## The problem
Images excluded, repeat each entry below exactly.
==== Raw data
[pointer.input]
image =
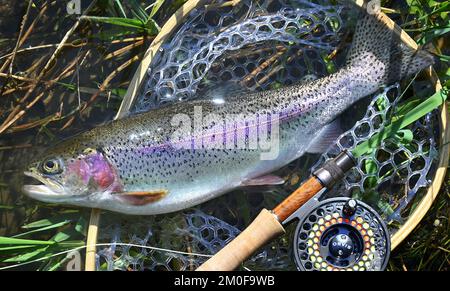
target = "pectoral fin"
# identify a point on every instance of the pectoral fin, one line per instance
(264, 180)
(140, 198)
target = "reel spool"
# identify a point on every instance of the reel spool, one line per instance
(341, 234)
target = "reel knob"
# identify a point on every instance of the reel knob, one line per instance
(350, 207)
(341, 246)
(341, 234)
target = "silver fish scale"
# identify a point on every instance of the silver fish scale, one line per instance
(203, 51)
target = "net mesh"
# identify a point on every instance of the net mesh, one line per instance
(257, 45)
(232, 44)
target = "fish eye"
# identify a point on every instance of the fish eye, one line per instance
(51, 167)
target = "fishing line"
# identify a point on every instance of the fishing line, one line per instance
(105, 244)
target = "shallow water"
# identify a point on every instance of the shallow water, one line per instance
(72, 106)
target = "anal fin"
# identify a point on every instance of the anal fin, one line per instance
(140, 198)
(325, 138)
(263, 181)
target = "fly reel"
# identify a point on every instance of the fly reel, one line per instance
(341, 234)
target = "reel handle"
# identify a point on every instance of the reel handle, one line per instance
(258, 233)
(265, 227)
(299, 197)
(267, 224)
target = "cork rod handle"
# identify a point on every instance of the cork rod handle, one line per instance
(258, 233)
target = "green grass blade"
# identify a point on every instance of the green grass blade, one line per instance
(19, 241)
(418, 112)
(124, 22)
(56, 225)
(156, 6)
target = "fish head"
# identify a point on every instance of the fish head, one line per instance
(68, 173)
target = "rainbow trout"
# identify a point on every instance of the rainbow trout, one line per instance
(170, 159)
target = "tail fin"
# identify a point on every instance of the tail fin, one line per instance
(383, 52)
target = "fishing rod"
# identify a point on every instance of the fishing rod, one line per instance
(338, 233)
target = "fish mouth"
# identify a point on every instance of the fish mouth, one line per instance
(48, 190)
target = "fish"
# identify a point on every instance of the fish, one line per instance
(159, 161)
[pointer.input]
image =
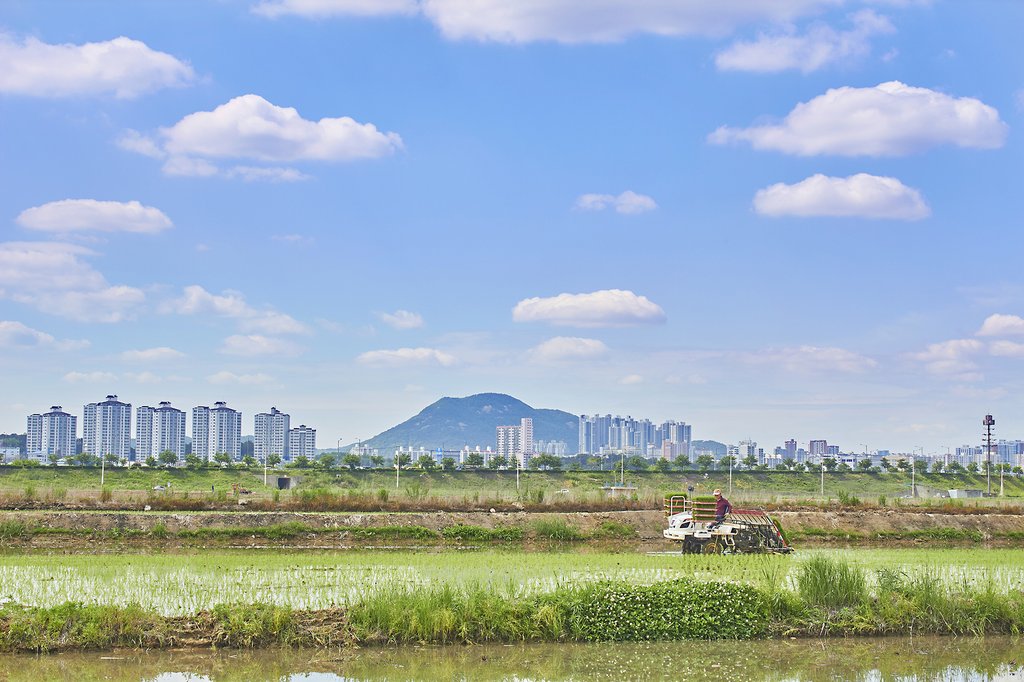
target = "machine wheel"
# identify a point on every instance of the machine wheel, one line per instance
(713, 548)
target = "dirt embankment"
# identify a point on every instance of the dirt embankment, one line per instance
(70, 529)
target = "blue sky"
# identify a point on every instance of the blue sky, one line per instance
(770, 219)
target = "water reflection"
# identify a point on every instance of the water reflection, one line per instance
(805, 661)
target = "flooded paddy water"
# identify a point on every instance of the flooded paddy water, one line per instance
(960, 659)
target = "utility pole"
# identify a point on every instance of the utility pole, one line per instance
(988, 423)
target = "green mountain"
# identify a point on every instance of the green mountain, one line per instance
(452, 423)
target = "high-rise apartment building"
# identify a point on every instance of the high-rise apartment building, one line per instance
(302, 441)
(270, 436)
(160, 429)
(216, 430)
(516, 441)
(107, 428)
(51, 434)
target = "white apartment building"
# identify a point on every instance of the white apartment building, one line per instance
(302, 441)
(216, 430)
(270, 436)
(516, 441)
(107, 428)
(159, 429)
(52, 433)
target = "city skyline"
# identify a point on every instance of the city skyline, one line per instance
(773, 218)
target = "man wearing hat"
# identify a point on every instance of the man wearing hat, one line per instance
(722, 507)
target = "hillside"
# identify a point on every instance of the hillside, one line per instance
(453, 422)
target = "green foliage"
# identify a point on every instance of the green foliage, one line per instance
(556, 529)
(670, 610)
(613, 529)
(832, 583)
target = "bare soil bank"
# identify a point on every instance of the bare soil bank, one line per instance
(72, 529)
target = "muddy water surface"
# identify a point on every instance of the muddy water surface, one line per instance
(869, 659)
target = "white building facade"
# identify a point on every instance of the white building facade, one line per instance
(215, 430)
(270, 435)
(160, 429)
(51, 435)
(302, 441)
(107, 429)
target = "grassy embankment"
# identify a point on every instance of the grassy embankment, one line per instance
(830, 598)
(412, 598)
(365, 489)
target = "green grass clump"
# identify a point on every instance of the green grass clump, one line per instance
========
## Answer to this exercise
[pointer.input]
image =
target = "pectoral fin"
# identify a point on every instance of the pectoral fin, one line per instance
(264, 180)
(140, 198)
target = "reel spool"
# identify a point on every instance of the reel spool, one line per instance
(341, 234)
target = "reel knob"
# identify a point on every instance of the reel knob, one line per instance
(350, 207)
(341, 246)
(341, 234)
target = "silver fish scale"
# identify a point on every instance of the silver fish scale, one line per instance
(203, 51)
target = "net mesh"
# identify a point on every instance of the net mesh, one line per instance
(257, 45)
(232, 44)
target = "fish eye"
# identify a point on every instance of the fish eye, one line per instance
(51, 167)
target = "fishing line"
# identify a point on every instance of the fishing line, one line per instance
(105, 244)
target = "shallow water"
# identify a point on every instance of the shallow water, one line per instance
(72, 106)
target = "anal fin"
# identify a point on every instance of the anal fin, one line per instance
(140, 198)
(325, 138)
(263, 181)
target = "fly reel"
# identify a point on every instance of the fly reel, one line per instance
(341, 234)
target = "reel handle"
# identify a point on every instance of the reel handle, one line per instance
(258, 233)
(265, 227)
(299, 197)
(267, 224)
target = "cork rod handle"
# identify a point on every instance of the cork rod handle, one line per instance
(258, 233)
target = "green grass blade"
# identify a point on every instance of the green grass blade, one line per instance
(19, 241)
(418, 112)
(124, 22)
(56, 225)
(156, 6)
target = "fish head"
# identify a point on every instance of the fish head, one line per instance
(68, 173)
target = "rainbow trout"
# identify a point on every instance of the rainbow trout, one line per instance
(170, 159)
target = "tail fin"
# identify a point on every instance of the tail fin, one line per instance
(383, 52)
target = "fishing rod"
# identify a point on every instance of the fishing rod, one line per instance
(338, 233)
target = "fish mouth"
# identify a point on every instance of the fish mouth, one line per instance
(48, 190)
target = "fish"
# identify a point on every instance of the fish, one line per instance
(159, 161)
[pointer.input]
image =
target = "machine wheel"
# identify a point on every instance of the machine wheel, one line per instance
(713, 548)
target = "dirt embankment"
# identify a point on every instance of the dirt embankment, one line per instance
(70, 529)
target = "blue sky"
# identify a point on every instance of the blue sky, one line per instance
(770, 219)
target = "water reflection"
# identify a point on every instance of the water reflection, one line per instance
(805, 661)
target = "flooded paddy water"
# identify a point on every instance of the flooded paddy water, one line per instance
(960, 659)
target = "utility pole"
# identify a point on every instance of the utility pole, one line per instance
(988, 423)
target = "green mountain"
# identify a point on every instance of the green mountain, one line per instance
(452, 423)
target = "high-rise apartment building"
# identify a point on every instance of the high-rise apartment building, one line per instance
(302, 441)
(270, 436)
(160, 429)
(216, 430)
(516, 441)
(107, 428)
(51, 434)
target = "white apartment building"
# identify a point on every instance of the white apartment building, one line per instance
(302, 441)
(216, 430)
(270, 436)
(516, 441)
(107, 428)
(159, 429)
(52, 433)
target = "city skyline"
# identify a point on every instance of the city skyline, one line per instance
(773, 218)
target = "man wearing hat"
# identify a point on every instance of the man wearing hat, one line per instance
(722, 507)
target = "hillside"
# identify a point on every instance of the hillside, one line per instance
(453, 422)
target = "green foliage"
# identify a point on every instance of the green foliage, one line per instance
(556, 529)
(670, 610)
(613, 529)
(832, 583)
target = "bare soil bank"
# identify a point on every instance of the bare soil bank, one line per instance
(72, 529)
target = "muddy water surface"
# identify a point on every instance of the muddy water surface, one line per instance
(869, 659)
target = "white building facade"
# identify a point on every instance of the white building facade, one line per instance
(215, 430)
(270, 435)
(160, 429)
(51, 435)
(302, 441)
(107, 429)
target = "grassy embankment"
# identify a point on every instance of the grassy embankment, one line per instance
(830, 598)
(412, 598)
(365, 489)
target = "green grass clump"
# identify a point on every instance of the green grass clump, one line per instance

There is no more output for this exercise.